Your task is to retype, word for word, the lines from the start of the data through the line holding "point: painted figure". Do not include the pictures.

(Excerpted records begins)

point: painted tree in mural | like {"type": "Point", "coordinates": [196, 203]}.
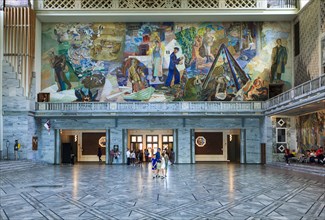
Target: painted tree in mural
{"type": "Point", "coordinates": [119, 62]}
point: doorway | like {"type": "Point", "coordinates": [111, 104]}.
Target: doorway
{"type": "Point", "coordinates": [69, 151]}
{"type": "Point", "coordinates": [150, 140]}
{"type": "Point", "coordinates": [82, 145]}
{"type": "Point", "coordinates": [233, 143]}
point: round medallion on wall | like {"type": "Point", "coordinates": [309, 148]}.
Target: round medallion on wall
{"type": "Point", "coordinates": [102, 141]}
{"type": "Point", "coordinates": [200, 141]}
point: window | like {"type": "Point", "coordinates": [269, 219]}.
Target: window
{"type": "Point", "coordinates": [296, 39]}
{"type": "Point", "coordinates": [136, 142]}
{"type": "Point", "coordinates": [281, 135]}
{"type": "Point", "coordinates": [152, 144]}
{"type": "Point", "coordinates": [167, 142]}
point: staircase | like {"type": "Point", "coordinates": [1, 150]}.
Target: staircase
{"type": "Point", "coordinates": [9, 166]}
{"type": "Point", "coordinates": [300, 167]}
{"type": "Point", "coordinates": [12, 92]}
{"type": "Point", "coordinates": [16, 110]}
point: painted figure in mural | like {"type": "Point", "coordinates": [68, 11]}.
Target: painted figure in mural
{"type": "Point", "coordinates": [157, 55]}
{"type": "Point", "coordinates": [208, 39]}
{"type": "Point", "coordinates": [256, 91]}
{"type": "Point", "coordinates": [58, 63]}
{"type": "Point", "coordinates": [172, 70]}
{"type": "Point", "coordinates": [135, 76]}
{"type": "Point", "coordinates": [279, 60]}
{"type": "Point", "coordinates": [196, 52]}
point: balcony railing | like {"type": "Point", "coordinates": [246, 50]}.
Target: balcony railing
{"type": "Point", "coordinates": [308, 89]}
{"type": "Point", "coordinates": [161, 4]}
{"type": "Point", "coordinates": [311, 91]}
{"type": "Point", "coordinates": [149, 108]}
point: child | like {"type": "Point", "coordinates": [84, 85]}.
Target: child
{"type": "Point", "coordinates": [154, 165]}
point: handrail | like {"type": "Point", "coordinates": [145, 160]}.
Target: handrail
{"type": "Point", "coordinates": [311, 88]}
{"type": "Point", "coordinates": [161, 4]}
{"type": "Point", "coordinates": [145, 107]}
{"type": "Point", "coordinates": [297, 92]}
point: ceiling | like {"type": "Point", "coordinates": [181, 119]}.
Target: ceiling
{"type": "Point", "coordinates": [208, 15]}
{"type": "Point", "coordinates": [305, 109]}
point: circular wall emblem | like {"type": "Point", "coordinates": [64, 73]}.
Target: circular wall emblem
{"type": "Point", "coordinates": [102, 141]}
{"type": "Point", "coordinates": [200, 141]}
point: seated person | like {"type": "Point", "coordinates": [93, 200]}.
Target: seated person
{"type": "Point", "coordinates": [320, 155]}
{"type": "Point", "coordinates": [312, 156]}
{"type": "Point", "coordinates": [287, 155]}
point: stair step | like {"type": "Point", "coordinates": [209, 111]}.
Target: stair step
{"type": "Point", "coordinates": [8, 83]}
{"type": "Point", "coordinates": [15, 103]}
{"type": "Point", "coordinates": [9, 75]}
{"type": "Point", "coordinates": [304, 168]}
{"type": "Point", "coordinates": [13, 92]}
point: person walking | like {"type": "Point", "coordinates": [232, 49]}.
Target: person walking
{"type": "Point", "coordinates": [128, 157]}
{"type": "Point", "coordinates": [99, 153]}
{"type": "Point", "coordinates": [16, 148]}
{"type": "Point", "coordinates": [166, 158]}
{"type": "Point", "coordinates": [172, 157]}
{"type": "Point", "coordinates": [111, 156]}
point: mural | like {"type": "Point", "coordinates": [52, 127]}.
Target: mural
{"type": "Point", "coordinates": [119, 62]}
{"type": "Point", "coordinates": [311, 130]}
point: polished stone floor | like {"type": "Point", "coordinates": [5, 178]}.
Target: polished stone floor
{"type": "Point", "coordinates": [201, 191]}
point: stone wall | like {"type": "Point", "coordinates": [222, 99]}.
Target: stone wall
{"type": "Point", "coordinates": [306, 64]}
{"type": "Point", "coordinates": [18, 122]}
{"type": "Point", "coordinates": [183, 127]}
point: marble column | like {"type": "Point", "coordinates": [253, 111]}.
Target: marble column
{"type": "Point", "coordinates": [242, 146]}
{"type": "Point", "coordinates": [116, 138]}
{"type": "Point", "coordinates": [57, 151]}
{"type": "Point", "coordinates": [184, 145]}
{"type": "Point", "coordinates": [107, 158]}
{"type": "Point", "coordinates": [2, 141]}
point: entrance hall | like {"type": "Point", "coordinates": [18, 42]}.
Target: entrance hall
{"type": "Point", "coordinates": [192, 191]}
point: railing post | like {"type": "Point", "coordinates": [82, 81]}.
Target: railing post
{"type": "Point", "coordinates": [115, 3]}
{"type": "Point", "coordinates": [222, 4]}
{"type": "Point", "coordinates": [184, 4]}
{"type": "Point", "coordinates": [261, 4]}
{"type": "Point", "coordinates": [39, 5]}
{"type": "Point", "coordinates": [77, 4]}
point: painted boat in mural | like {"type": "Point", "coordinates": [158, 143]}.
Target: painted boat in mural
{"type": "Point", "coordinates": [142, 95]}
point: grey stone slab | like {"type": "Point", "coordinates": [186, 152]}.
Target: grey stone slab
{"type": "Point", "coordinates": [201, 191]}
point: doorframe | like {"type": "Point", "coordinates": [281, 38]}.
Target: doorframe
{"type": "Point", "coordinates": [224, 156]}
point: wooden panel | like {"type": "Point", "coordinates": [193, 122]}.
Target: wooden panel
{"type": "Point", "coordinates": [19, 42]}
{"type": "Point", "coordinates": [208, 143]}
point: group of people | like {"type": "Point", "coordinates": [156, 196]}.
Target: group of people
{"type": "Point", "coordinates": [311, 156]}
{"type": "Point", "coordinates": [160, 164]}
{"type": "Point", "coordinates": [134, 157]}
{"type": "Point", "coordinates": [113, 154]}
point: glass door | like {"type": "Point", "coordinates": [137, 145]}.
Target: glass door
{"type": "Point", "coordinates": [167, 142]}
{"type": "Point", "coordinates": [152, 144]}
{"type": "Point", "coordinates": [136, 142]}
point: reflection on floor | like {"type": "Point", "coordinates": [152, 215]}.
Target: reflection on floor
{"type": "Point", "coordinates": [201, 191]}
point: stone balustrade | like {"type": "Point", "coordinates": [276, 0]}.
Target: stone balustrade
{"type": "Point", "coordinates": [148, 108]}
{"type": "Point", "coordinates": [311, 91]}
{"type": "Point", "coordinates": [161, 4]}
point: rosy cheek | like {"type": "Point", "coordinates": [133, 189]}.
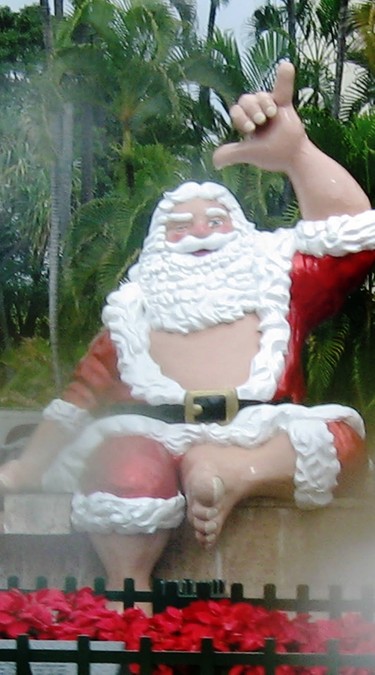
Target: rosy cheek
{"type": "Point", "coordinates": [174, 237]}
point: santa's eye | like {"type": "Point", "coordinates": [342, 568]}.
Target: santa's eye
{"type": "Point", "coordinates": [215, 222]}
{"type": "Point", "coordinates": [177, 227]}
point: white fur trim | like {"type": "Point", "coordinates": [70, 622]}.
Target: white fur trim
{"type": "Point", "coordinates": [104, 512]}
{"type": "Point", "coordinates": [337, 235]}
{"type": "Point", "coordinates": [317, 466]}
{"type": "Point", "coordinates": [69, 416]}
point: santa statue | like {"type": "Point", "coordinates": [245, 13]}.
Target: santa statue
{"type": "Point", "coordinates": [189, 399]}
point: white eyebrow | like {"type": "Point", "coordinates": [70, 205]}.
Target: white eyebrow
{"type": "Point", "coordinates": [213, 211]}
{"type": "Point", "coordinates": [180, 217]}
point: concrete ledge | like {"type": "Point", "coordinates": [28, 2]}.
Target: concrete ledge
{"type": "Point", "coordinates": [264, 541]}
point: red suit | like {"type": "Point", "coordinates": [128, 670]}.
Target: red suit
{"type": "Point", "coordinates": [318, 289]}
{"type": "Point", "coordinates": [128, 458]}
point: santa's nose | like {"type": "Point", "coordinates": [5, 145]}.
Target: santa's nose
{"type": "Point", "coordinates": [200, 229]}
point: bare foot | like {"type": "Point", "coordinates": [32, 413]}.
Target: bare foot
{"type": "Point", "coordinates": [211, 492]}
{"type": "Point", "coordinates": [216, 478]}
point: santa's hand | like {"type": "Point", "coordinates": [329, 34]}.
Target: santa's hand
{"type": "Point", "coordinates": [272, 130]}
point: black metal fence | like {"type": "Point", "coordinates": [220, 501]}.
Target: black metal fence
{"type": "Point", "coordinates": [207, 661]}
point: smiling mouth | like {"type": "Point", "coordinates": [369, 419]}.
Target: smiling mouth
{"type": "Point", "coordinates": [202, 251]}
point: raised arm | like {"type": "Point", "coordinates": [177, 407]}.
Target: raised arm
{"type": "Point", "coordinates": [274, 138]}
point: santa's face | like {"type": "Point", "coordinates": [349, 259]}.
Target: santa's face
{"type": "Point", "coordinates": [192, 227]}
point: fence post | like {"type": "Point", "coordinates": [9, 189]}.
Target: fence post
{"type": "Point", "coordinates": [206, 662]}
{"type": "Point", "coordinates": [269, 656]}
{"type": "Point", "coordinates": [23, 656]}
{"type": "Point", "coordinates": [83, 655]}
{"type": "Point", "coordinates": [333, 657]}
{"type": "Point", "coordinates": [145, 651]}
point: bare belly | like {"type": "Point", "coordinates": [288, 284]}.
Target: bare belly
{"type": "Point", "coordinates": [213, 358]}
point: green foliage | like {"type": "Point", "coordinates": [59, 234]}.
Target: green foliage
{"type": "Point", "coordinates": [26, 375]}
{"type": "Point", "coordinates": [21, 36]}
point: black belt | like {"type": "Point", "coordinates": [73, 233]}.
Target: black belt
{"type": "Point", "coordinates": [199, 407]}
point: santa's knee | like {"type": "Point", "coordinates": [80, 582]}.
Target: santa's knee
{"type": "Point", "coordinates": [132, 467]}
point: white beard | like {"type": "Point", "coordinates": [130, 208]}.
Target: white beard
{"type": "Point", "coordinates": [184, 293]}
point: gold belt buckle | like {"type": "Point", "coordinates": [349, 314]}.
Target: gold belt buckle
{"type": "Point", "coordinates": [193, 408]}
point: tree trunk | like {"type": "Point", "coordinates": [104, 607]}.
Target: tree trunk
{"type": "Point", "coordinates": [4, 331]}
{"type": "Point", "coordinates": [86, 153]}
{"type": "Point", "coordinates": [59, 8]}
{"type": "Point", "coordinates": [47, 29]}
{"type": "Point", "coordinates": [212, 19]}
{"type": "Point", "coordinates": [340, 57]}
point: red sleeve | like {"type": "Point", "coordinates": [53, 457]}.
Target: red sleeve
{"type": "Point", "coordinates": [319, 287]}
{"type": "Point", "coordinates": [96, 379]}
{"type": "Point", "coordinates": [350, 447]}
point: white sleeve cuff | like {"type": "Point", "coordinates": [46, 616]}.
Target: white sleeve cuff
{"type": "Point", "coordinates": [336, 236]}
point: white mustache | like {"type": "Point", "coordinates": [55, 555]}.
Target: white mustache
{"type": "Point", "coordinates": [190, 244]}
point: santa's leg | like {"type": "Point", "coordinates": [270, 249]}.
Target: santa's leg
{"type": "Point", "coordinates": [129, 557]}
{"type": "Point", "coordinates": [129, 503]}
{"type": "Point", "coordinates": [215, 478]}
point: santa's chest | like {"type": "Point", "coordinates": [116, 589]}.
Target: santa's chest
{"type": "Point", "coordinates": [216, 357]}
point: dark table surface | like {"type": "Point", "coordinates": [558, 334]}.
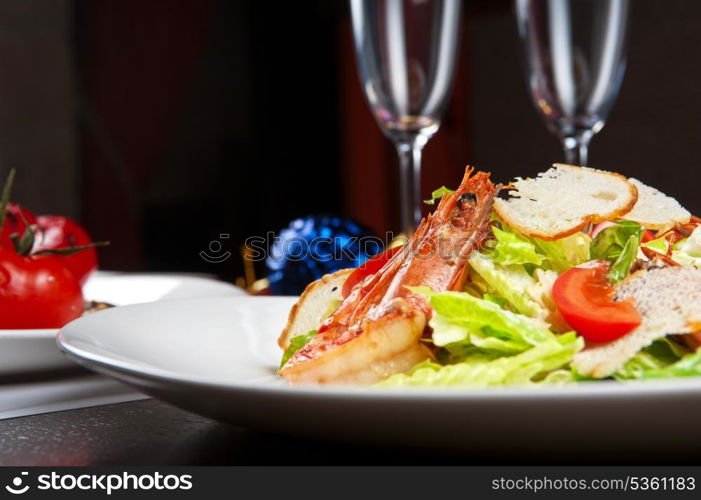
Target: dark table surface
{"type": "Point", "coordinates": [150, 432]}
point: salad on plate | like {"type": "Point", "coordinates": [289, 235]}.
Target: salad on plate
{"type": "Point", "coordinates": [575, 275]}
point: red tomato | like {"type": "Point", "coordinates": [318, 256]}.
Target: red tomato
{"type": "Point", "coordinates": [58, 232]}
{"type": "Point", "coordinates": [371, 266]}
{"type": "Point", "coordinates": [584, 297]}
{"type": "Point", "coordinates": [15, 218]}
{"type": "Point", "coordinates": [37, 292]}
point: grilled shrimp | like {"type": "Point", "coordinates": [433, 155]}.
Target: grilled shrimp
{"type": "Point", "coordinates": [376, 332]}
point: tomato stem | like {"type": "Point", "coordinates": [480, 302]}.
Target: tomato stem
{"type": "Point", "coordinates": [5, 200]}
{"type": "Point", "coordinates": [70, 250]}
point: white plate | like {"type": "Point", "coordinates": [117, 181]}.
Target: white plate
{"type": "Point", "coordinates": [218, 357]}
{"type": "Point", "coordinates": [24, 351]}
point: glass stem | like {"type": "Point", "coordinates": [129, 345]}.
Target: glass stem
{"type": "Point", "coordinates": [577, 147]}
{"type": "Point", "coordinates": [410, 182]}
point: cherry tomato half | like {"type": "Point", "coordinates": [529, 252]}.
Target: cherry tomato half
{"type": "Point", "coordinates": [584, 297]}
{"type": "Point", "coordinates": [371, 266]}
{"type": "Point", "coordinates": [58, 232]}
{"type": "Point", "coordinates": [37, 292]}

(Excerpted records ends)

• _Answer to this exercise_
point: painted tree in mural | like {"type": "Point", "coordinates": [196, 203]}.
Target: painted tree in mural
{"type": "Point", "coordinates": [119, 62]}
point: doorway | like {"type": "Point", "coordinates": [111, 104]}.
Target: doorway
{"type": "Point", "coordinates": [69, 151]}
{"type": "Point", "coordinates": [150, 140]}
{"type": "Point", "coordinates": [82, 145]}
{"type": "Point", "coordinates": [233, 143]}
point: round medallion on wall | like {"type": "Point", "coordinates": [309, 148]}.
Target: round medallion on wall
{"type": "Point", "coordinates": [102, 141]}
{"type": "Point", "coordinates": [200, 141]}
point: window | like {"type": "Point", "coordinates": [269, 219]}.
Target: window
{"type": "Point", "coordinates": [296, 39]}
{"type": "Point", "coordinates": [136, 142]}
{"type": "Point", "coordinates": [281, 135]}
{"type": "Point", "coordinates": [152, 144]}
{"type": "Point", "coordinates": [167, 142]}
point: staircase | like {"type": "Point", "coordinates": [1, 150]}.
Target: staircase
{"type": "Point", "coordinates": [9, 166]}
{"type": "Point", "coordinates": [300, 167]}
{"type": "Point", "coordinates": [12, 92]}
{"type": "Point", "coordinates": [16, 110]}
point: painted figure in mural | like {"type": "Point", "coordinates": [68, 11]}.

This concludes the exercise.